◆ PROBLEM DESCRIPTION ◆
Please echo everything in the material from the line containing "Pop quiz! Can you mark the wrapped" down to its last line, reproducing each line without any change.

◆ THE DATA ◆
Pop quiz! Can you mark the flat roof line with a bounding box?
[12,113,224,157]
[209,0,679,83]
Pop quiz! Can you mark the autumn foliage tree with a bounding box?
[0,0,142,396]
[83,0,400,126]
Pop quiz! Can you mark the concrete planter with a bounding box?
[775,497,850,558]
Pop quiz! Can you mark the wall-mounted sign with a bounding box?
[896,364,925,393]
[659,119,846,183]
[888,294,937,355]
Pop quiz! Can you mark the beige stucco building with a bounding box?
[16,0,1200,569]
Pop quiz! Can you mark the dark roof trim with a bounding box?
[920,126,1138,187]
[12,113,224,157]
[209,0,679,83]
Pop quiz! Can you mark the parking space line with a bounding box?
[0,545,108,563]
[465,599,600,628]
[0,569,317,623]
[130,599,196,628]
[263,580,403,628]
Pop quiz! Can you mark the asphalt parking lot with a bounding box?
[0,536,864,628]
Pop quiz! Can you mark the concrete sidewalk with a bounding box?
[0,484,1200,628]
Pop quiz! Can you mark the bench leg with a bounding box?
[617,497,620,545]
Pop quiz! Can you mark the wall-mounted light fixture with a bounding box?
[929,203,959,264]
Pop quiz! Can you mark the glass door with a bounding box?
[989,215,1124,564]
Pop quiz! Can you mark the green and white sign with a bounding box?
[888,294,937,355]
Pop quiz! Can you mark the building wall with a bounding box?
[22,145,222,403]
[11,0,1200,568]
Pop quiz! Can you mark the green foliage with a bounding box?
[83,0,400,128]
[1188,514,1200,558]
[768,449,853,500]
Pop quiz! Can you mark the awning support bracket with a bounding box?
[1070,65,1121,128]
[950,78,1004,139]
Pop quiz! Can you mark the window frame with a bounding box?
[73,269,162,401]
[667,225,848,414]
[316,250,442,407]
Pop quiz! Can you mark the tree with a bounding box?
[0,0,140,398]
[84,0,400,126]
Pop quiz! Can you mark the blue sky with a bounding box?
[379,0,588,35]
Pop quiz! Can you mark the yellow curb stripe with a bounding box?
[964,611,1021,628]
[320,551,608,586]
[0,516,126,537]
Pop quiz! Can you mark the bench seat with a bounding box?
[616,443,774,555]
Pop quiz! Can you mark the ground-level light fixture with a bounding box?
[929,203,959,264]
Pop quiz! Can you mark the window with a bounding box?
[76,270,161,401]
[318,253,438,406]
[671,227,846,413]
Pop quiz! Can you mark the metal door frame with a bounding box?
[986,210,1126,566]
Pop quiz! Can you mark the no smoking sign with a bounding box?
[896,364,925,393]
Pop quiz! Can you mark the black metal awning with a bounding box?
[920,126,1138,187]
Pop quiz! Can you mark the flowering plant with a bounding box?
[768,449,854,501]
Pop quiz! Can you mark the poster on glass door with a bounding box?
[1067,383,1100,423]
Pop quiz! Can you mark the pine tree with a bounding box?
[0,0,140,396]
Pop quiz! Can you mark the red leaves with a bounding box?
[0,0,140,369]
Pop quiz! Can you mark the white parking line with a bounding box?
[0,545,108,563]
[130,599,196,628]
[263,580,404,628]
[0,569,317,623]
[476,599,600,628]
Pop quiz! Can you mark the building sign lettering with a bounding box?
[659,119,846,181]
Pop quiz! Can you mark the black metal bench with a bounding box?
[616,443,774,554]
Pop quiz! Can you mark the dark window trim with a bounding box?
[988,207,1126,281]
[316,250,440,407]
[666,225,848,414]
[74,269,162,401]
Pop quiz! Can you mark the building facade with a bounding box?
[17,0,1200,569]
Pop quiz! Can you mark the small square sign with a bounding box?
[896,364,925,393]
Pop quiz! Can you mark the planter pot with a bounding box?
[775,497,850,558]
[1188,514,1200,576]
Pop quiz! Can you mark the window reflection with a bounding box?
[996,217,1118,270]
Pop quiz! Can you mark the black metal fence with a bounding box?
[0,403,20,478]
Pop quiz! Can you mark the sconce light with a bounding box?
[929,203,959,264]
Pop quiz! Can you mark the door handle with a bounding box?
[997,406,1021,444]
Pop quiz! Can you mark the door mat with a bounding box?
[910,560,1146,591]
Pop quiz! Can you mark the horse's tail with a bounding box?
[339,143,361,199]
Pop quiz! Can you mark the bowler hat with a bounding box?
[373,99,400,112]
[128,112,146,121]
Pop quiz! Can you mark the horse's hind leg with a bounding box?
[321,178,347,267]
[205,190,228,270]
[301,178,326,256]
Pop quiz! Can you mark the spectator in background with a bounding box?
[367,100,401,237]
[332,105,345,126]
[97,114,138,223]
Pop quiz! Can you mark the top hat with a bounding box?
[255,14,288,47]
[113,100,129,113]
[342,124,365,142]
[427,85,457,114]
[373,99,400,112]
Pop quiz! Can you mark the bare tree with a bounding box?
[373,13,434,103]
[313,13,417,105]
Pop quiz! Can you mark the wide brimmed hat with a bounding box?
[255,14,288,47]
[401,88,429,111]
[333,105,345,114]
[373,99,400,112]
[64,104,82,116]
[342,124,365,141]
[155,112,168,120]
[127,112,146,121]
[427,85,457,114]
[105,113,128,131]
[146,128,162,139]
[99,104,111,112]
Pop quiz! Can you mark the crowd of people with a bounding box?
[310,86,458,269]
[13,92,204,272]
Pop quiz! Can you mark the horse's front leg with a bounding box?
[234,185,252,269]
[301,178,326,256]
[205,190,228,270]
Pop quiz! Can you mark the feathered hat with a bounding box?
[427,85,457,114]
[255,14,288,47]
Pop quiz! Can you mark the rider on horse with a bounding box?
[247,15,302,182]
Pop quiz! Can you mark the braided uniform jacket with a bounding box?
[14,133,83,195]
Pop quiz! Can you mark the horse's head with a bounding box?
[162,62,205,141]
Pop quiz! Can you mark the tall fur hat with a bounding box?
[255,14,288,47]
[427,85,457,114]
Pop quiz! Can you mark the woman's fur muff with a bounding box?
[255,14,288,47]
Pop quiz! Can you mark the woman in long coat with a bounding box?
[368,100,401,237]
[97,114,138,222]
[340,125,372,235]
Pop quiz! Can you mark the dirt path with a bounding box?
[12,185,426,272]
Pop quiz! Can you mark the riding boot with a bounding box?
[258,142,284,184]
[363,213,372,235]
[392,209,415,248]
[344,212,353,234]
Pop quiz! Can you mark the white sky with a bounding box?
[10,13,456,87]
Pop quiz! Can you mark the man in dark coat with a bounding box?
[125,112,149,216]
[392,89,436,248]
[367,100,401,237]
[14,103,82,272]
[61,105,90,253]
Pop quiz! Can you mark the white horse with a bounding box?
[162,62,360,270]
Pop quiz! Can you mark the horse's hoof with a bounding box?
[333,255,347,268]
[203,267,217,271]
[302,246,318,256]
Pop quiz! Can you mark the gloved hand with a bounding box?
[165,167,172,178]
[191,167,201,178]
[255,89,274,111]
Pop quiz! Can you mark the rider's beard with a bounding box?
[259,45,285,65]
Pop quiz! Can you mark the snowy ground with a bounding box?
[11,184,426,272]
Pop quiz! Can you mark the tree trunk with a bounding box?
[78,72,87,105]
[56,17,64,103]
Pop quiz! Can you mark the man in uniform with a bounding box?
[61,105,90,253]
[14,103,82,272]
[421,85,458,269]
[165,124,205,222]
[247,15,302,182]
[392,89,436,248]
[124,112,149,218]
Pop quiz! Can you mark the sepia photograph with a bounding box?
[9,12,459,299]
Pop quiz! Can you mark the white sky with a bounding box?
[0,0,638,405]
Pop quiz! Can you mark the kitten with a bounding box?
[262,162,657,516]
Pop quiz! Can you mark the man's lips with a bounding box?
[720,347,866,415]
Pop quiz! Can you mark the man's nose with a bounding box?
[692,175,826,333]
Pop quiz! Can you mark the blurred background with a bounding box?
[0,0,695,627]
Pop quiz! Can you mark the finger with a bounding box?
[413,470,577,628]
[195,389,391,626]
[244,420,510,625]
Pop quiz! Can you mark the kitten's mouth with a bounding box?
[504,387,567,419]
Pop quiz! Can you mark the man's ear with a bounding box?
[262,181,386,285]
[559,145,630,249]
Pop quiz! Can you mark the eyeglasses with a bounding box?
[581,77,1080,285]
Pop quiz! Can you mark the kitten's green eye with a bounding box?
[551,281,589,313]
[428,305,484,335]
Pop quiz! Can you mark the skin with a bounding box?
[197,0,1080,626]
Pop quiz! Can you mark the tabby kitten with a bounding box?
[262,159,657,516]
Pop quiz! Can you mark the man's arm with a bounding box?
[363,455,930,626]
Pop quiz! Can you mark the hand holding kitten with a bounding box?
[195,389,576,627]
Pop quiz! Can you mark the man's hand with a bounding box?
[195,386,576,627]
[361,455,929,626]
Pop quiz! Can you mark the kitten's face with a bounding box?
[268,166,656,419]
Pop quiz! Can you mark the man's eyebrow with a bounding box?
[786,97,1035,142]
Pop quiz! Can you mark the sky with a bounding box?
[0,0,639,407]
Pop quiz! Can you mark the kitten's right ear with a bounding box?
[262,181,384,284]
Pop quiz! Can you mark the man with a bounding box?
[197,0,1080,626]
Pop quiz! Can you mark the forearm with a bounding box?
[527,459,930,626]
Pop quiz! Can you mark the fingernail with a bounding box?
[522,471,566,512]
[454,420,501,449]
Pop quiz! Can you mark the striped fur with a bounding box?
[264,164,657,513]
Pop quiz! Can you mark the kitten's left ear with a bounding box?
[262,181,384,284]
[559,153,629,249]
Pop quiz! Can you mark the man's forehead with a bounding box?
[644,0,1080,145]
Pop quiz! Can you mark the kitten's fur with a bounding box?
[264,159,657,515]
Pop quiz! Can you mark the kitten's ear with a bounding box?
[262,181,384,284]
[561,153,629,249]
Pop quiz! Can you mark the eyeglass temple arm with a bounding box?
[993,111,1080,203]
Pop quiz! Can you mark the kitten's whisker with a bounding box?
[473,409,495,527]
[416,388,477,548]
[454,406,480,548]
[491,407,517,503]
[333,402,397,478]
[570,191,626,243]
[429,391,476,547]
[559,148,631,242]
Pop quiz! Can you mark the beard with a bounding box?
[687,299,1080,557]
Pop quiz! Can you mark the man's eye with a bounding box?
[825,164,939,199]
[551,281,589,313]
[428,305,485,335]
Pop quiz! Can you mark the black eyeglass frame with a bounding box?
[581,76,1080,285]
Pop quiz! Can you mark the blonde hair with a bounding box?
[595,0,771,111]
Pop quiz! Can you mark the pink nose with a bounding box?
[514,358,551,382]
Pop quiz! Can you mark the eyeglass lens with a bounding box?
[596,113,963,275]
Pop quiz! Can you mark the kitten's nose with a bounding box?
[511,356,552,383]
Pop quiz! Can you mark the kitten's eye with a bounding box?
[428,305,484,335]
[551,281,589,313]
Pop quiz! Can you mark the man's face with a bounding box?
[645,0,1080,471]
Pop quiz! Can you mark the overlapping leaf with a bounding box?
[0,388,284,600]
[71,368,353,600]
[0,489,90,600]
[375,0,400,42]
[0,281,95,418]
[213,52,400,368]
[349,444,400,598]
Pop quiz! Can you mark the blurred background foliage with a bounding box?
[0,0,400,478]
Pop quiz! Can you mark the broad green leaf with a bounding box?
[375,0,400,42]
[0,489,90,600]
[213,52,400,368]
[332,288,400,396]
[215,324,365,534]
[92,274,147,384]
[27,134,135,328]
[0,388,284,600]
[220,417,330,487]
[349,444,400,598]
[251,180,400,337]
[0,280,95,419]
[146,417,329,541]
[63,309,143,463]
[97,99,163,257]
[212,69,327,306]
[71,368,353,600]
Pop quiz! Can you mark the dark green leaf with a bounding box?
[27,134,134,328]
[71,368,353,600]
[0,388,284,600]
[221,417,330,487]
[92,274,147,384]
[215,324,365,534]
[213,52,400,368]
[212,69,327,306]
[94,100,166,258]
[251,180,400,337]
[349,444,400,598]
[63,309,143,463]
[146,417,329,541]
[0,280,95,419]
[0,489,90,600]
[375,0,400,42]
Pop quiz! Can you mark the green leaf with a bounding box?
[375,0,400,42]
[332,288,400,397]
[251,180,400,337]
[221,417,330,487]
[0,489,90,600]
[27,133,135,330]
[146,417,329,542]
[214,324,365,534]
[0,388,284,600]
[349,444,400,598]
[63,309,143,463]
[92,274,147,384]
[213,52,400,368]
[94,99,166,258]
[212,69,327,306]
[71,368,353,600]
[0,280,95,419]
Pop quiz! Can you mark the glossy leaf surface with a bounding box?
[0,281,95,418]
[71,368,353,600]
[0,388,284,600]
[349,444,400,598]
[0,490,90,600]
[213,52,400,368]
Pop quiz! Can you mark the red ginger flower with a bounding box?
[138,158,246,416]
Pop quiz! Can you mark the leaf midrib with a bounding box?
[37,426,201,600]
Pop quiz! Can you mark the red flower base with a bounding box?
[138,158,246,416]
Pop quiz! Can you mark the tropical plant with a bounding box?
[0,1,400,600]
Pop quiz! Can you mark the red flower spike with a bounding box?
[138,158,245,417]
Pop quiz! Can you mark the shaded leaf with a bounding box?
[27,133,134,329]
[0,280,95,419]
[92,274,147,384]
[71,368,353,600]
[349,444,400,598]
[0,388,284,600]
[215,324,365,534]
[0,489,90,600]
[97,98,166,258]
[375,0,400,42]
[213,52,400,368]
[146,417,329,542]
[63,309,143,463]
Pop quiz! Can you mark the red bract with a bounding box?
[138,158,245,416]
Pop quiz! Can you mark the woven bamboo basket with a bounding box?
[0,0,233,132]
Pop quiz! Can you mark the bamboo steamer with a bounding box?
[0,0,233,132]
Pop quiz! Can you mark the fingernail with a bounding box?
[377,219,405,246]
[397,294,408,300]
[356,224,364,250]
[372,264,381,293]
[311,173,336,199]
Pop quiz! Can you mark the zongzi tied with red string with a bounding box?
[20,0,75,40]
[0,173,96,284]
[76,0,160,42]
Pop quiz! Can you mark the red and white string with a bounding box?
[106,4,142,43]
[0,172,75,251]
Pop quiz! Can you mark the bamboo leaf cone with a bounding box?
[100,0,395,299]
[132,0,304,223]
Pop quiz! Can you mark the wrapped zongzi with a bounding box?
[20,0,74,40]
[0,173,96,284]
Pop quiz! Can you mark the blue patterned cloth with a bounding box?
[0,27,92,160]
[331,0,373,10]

◆ RESULT BELOW ◆
Pop quiz! Can you mark the wrapped zongzi with a bounding box?
[20,0,74,40]
[0,173,96,284]
Pop quiz! Can you mark the blue patterned cloth with a bounding box?
[0,27,92,160]
[331,0,373,10]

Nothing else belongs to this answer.